• **Instructions for the task**:
Rename "blue sky" to "clear sky" in the stretch of the material from the line containing "blue sky, where" through the end of the material. Write out only those lines again, leaving everything else unchanged.

• **Image object location entries**:
******
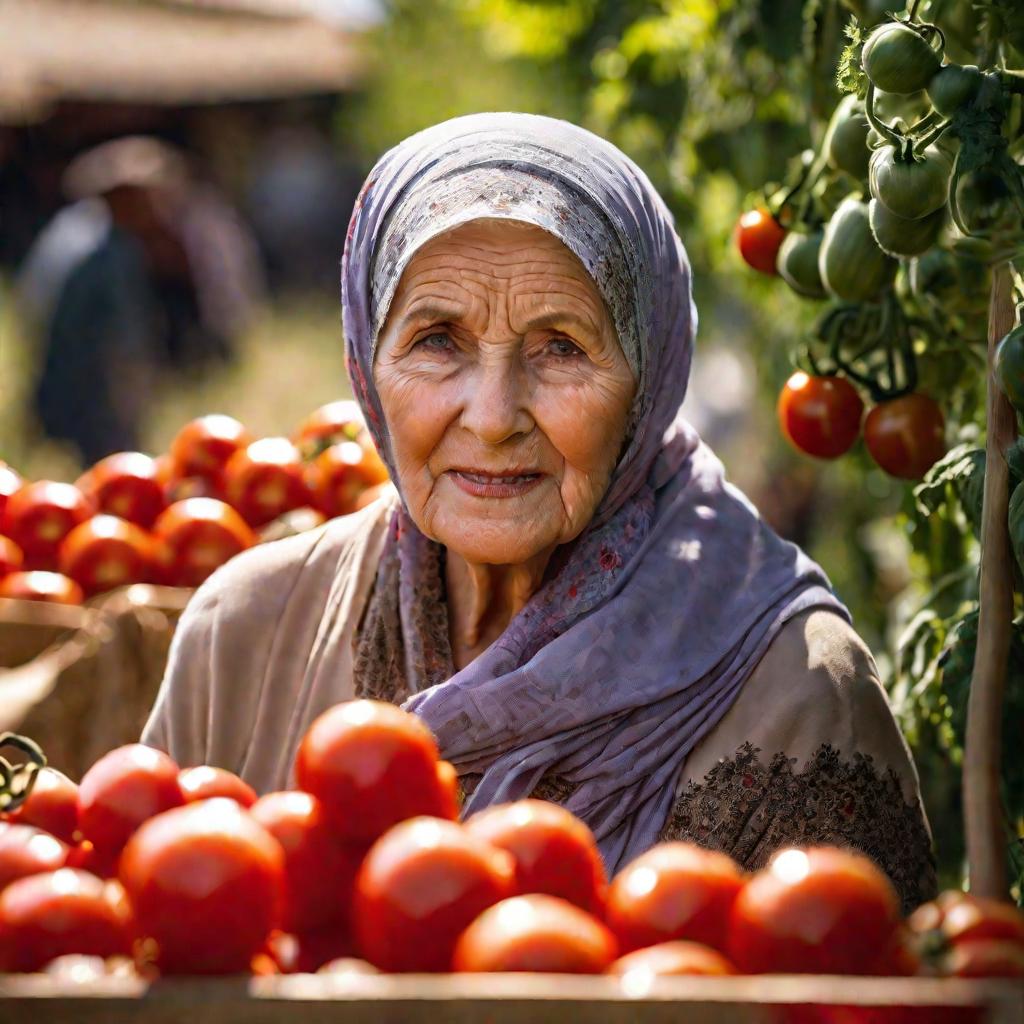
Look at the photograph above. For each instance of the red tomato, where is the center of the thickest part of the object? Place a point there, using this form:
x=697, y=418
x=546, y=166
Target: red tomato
x=331, y=424
x=25, y=850
x=820, y=415
x=61, y=912
x=205, y=781
x=124, y=788
x=554, y=851
x=672, y=958
x=320, y=869
x=820, y=910
x=906, y=436
x=371, y=765
x=105, y=552
x=205, y=882
x=340, y=474
x=40, y=515
x=264, y=480
x=40, y=586
x=203, y=446
x=759, y=237
x=52, y=805
x=420, y=887
x=9, y=482
x=11, y=558
x=535, y=933
x=126, y=484
x=674, y=891
x=198, y=536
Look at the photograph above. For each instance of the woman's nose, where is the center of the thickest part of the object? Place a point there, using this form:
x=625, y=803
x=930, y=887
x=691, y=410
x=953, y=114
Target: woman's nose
x=496, y=406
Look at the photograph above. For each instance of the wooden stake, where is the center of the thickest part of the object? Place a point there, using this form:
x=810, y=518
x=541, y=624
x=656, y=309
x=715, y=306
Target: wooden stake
x=986, y=836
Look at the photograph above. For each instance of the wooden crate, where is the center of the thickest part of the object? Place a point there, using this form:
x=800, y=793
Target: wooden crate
x=485, y=999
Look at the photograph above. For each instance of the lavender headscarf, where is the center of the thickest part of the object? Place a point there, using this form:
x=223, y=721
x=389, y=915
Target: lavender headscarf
x=638, y=643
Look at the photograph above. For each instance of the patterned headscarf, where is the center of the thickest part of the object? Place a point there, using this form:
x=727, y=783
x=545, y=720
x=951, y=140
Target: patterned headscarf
x=647, y=626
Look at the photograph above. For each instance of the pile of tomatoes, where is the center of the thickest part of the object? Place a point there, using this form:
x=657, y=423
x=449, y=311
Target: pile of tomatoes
x=146, y=868
x=173, y=519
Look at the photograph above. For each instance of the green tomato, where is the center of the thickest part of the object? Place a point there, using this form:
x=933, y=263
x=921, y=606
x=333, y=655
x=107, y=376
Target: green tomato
x=953, y=86
x=913, y=187
x=852, y=265
x=900, y=237
x=798, y=263
x=845, y=143
x=897, y=57
x=1009, y=367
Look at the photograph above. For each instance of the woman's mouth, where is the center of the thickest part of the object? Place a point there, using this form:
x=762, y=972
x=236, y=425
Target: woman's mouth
x=481, y=484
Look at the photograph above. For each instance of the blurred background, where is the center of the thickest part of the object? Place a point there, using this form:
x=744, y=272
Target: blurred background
x=176, y=177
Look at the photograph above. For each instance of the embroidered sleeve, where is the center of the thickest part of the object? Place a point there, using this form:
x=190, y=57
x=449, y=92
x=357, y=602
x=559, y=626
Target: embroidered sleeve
x=750, y=809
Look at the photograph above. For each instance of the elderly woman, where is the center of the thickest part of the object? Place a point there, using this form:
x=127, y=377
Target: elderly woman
x=566, y=590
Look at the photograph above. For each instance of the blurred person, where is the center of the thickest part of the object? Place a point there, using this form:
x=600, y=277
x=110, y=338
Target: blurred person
x=145, y=268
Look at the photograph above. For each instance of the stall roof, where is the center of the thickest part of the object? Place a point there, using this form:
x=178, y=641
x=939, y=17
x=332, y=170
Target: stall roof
x=189, y=51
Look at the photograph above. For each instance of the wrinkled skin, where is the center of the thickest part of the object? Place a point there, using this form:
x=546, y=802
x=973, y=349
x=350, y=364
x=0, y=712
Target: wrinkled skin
x=499, y=357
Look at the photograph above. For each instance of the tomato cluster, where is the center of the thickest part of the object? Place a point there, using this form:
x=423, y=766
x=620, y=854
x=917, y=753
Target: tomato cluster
x=173, y=519
x=365, y=867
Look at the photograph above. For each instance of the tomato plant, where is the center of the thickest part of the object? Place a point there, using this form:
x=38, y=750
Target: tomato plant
x=421, y=885
x=124, y=788
x=40, y=515
x=41, y=586
x=554, y=851
x=105, y=552
x=320, y=868
x=820, y=415
x=371, y=765
x=127, y=484
x=535, y=933
x=197, y=536
x=820, y=910
x=205, y=883
x=60, y=912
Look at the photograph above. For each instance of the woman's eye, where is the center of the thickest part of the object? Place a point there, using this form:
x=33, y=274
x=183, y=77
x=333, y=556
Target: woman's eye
x=563, y=348
x=437, y=342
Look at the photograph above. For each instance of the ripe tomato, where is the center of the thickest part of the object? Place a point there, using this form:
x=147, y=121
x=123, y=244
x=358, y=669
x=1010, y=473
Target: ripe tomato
x=40, y=586
x=672, y=958
x=203, y=446
x=9, y=482
x=759, y=237
x=205, y=882
x=820, y=910
x=25, y=850
x=124, y=788
x=60, y=912
x=554, y=851
x=820, y=415
x=331, y=424
x=105, y=552
x=40, y=515
x=197, y=536
x=320, y=869
x=674, y=891
x=420, y=887
x=906, y=436
x=11, y=558
x=205, y=781
x=126, y=484
x=371, y=765
x=264, y=480
x=340, y=474
x=535, y=933
x=52, y=806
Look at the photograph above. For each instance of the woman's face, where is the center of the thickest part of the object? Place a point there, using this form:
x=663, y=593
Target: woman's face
x=505, y=391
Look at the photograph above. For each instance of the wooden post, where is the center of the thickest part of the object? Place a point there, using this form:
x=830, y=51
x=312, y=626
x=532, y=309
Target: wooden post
x=986, y=838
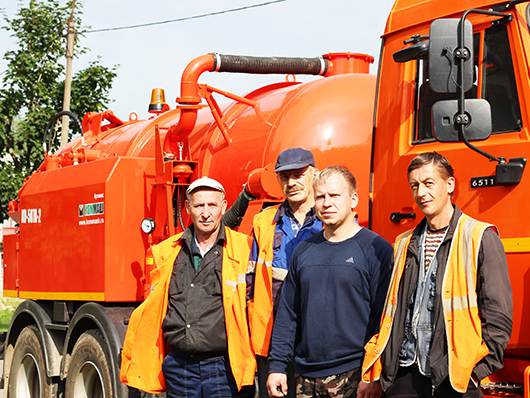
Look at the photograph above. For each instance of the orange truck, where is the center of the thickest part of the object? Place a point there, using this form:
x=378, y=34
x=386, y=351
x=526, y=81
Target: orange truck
x=453, y=77
x=89, y=214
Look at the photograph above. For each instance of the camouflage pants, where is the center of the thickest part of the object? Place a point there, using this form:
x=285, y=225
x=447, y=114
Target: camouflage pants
x=343, y=385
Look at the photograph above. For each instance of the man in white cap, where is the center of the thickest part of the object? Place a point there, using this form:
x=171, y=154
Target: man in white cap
x=201, y=275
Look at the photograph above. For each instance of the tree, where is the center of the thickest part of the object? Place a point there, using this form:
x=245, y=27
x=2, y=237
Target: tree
x=32, y=89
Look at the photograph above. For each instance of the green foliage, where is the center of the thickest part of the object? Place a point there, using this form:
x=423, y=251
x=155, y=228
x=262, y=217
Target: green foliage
x=33, y=88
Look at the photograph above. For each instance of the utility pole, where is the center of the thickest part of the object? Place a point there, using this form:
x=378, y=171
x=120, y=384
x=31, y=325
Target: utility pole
x=68, y=79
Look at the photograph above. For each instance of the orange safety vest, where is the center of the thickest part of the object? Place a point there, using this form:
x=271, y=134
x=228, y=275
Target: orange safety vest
x=462, y=322
x=260, y=316
x=144, y=349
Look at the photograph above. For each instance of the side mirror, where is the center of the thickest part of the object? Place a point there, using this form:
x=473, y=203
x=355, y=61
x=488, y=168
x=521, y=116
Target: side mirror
x=446, y=127
x=445, y=55
x=416, y=51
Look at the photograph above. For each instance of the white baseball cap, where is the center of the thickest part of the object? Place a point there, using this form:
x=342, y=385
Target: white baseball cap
x=205, y=182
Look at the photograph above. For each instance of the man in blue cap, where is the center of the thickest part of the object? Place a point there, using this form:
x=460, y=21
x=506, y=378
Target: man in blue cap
x=277, y=232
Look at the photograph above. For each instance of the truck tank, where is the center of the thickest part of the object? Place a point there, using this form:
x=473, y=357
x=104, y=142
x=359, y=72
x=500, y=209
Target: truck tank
x=79, y=257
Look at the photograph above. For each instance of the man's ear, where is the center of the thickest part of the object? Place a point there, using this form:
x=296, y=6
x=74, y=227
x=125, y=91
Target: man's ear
x=354, y=200
x=451, y=185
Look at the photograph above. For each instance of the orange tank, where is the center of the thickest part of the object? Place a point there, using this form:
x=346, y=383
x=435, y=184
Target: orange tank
x=80, y=214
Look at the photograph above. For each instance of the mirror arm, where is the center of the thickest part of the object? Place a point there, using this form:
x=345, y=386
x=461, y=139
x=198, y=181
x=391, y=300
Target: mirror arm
x=491, y=158
x=462, y=119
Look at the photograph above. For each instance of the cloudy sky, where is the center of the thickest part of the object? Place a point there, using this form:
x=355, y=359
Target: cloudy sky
x=155, y=56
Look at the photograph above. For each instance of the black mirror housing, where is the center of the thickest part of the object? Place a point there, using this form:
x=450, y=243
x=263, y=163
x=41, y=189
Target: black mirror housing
x=445, y=55
x=445, y=124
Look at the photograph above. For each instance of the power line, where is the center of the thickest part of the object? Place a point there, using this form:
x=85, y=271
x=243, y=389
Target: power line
x=186, y=18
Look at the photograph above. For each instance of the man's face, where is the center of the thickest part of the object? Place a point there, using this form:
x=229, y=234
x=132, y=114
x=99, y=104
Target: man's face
x=333, y=202
x=431, y=192
x=296, y=184
x=206, y=208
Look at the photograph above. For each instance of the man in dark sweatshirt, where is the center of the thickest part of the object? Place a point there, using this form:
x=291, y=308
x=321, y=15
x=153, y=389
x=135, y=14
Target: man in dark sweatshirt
x=332, y=298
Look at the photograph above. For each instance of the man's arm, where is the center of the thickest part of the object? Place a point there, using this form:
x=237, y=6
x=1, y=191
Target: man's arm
x=234, y=215
x=494, y=294
x=369, y=390
x=277, y=384
x=286, y=321
x=379, y=282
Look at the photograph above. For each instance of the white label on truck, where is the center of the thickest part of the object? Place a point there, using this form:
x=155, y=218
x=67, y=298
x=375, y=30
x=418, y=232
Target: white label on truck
x=30, y=216
x=91, y=209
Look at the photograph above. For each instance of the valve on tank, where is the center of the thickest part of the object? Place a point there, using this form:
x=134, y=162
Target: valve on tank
x=158, y=102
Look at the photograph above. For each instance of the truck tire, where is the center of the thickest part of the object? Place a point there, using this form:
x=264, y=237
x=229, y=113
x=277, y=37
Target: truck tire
x=89, y=375
x=27, y=378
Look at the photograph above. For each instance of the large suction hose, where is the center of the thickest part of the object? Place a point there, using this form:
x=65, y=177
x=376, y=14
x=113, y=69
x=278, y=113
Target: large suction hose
x=233, y=64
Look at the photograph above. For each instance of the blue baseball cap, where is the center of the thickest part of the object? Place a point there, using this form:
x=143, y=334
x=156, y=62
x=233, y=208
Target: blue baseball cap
x=294, y=158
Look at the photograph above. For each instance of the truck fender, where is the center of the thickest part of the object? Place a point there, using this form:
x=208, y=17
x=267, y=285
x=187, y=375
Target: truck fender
x=112, y=321
x=37, y=313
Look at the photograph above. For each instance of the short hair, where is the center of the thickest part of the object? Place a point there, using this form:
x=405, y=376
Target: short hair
x=202, y=188
x=350, y=179
x=439, y=161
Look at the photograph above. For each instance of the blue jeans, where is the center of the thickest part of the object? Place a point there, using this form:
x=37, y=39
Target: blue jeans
x=210, y=378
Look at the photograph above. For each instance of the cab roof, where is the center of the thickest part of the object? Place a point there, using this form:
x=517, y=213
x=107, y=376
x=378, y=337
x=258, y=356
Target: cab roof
x=407, y=13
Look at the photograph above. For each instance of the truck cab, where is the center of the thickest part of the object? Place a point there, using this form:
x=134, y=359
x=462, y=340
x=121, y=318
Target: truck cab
x=454, y=79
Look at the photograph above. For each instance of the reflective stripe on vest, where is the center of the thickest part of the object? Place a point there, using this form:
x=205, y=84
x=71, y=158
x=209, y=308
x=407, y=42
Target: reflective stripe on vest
x=462, y=322
x=241, y=278
x=260, y=316
x=372, y=367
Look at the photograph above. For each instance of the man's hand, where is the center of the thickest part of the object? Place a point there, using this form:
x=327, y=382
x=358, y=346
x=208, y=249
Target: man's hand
x=369, y=390
x=277, y=385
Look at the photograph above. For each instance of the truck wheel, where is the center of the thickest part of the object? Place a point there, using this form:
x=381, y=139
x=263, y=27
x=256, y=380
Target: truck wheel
x=89, y=373
x=28, y=370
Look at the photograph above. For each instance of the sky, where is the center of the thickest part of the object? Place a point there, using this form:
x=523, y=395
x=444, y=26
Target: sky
x=155, y=56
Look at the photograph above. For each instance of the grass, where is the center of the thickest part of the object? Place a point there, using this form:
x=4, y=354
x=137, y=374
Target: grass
x=7, y=308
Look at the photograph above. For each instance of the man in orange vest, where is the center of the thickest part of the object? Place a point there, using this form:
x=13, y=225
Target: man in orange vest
x=448, y=316
x=196, y=308
x=332, y=298
x=277, y=232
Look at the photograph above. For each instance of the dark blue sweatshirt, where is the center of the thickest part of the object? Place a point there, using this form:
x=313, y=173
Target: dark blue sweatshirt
x=331, y=304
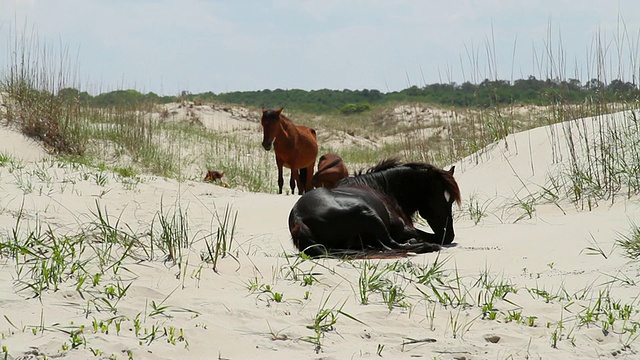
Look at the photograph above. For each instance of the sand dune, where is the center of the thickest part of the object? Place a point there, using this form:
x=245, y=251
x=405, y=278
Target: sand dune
x=540, y=268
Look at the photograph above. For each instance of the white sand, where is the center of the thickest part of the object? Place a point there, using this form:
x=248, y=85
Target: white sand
x=222, y=318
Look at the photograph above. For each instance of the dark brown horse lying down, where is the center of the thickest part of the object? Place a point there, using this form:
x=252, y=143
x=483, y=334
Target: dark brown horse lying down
x=372, y=212
x=331, y=169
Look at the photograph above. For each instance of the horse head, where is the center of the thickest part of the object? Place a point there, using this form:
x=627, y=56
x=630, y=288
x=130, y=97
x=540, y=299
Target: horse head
x=436, y=208
x=269, y=122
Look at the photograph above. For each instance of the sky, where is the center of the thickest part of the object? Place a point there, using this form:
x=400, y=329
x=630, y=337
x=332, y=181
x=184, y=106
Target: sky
x=169, y=46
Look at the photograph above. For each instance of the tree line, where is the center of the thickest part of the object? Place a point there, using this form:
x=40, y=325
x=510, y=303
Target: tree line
x=485, y=94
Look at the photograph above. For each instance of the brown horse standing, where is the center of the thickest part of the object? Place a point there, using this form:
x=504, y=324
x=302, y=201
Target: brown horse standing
x=296, y=148
x=331, y=169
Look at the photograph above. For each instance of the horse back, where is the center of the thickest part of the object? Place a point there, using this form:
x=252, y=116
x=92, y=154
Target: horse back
x=331, y=169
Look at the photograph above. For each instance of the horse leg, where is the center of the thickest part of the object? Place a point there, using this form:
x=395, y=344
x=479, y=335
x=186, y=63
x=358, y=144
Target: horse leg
x=308, y=179
x=295, y=179
x=304, y=179
x=280, y=179
x=292, y=182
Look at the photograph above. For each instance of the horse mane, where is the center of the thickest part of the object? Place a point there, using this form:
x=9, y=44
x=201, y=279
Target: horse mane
x=373, y=175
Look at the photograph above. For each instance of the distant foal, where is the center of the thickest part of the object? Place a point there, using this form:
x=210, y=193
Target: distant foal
x=296, y=148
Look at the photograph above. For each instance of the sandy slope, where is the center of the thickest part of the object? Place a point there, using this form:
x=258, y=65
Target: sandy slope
x=222, y=318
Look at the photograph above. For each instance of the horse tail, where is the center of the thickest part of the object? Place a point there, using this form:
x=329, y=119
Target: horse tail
x=304, y=241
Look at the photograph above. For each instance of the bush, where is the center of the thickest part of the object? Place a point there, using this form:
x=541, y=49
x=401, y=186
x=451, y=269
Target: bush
x=355, y=108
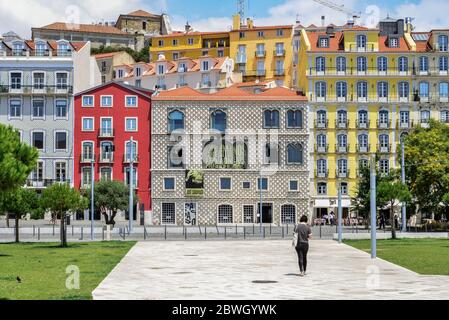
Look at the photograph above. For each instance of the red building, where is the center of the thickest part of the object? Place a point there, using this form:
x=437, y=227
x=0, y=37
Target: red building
x=106, y=118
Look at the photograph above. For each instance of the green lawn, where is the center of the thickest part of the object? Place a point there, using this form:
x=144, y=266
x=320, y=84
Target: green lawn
x=42, y=268
x=424, y=256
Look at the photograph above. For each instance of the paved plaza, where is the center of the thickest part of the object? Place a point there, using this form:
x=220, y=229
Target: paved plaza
x=254, y=270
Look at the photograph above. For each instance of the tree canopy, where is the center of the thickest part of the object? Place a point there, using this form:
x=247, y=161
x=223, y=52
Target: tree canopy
x=17, y=159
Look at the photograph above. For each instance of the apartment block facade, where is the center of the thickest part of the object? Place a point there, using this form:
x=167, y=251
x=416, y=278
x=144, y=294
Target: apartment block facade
x=205, y=73
x=37, y=82
x=367, y=89
x=215, y=156
x=112, y=128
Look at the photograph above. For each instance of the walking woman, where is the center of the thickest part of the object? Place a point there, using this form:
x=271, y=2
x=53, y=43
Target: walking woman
x=304, y=234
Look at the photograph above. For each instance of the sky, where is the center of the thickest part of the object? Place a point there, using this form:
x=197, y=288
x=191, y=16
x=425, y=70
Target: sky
x=212, y=15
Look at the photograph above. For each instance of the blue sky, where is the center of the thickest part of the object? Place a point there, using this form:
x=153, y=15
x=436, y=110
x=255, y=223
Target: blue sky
x=204, y=15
******
• **Written solution**:
Look at the photograph above. For each instance of the clear sky, where is the center of the thickest part of the object? Place a point there, using this form:
x=153, y=15
x=436, y=110
x=255, y=223
Target: clear sky
x=204, y=15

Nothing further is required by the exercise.